[START Source document]

The price of the Kadena Token plunged over 47% after the company behind it announced an immediate shutdown. The company stated it would end all business operations and maintenance related to the Kadena blockchain. Despite the shutdown, the decentralized Kadena blockchain will continue operating through independent miners.
Company Ceases Operations After Market Decline
Kadena’s organization confirmed on X that it will stop business activity and blockchain maintenance with immediate effect. The team cited harsh market conditions and said it can no longer support or promote the Kadena blockchain. “We are no longer able to continue business operations,” the company posted on X.
Despite the closure, the Kadena Token will still operate on-chain through decentralized infrastructure. Independent miners and developers maintain the proof-of-work network and its smart contracts. Kadena’s team emphasized it does not own or operate the decentralized blockchain.
The company said it would soon release a binary for node operators to ensure continued functionality without its involvement. It also urged node operators to upgrade quickly. This will ensure the Kadena blockchain remains functional independently, even after the company exits.
Kadena Token Drops Sharply in Market Reaction
The Kadena Token price fell to $0.121, down more than 47% following the announcement. According to CoinGecko, the Kadena Token is now over 99% below its 2021 peak of $27.64. The token’s decline reflects a decline in market confidence and lower trading volume.
Currently, the Kadena Token sees just $48 million in 24-hour trading activity, far behind major coins. Bitcoin’s daily trading exceeds $95 billion, while Ethereum handles over $42 billion. Kadena Token’s low volume highlights its declining market position in the cryptocurrency sector.

[END Source document]

■ Set task 1 ■
Rewrite the Data listing rows, from their start through the line containing "308), (1162, 328)]", as a JSON list of strings with one string per line and blank lines omitted. Leave the pictures out.

[START Exercise data]

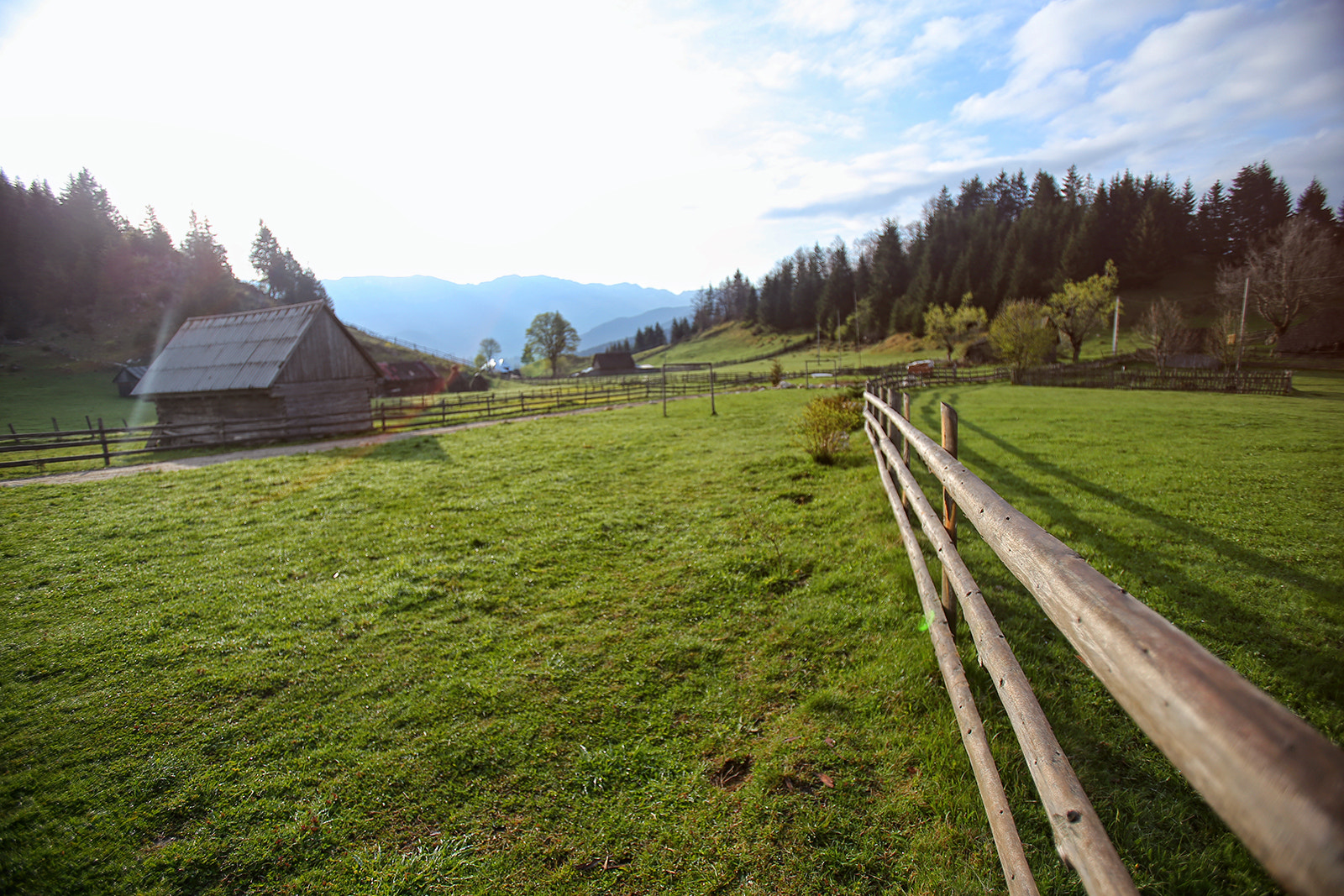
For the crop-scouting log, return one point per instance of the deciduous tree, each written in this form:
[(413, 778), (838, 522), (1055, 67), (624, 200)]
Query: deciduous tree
[(949, 325), (550, 336), (1023, 335), (1296, 268), (1079, 308), (1162, 328)]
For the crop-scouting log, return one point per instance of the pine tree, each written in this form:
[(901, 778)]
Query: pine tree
[(1257, 204), (1314, 204)]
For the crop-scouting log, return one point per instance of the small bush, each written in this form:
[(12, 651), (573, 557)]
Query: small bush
[(826, 426)]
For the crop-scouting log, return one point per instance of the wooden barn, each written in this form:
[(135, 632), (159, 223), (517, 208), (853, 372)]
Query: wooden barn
[(609, 363), (410, 378), (128, 376), (272, 374)]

[END Exercise data]

■ Set task 2 ■
Please copy the part of the Kadena shutdown article that opens with the words containing "The price of" and closes with "through independent miners.".

■ Complete output 1 ■
[
  "For the crop-scouting log, return one point per instance of the deciduous tree, each written in this form:",
  "[(413, 778), (838, 522), (1055, 67), (624, 200)]",
  "Query: deciduous tree",
  "[(949, 325), (550, 336), (1023, 335), (1296, 268), (1079, 308), (1162, 328)]"
]

■ Complete output 2 ■
The price of the Kadena Token plunged over 47% after the company behind it announced an immediate shutdown. The company stated it would end all business operations and maintenance related to the Kadena blockchain. Despite the shutdown, the decentralized Kadena blockchain will continue operating through independent miners.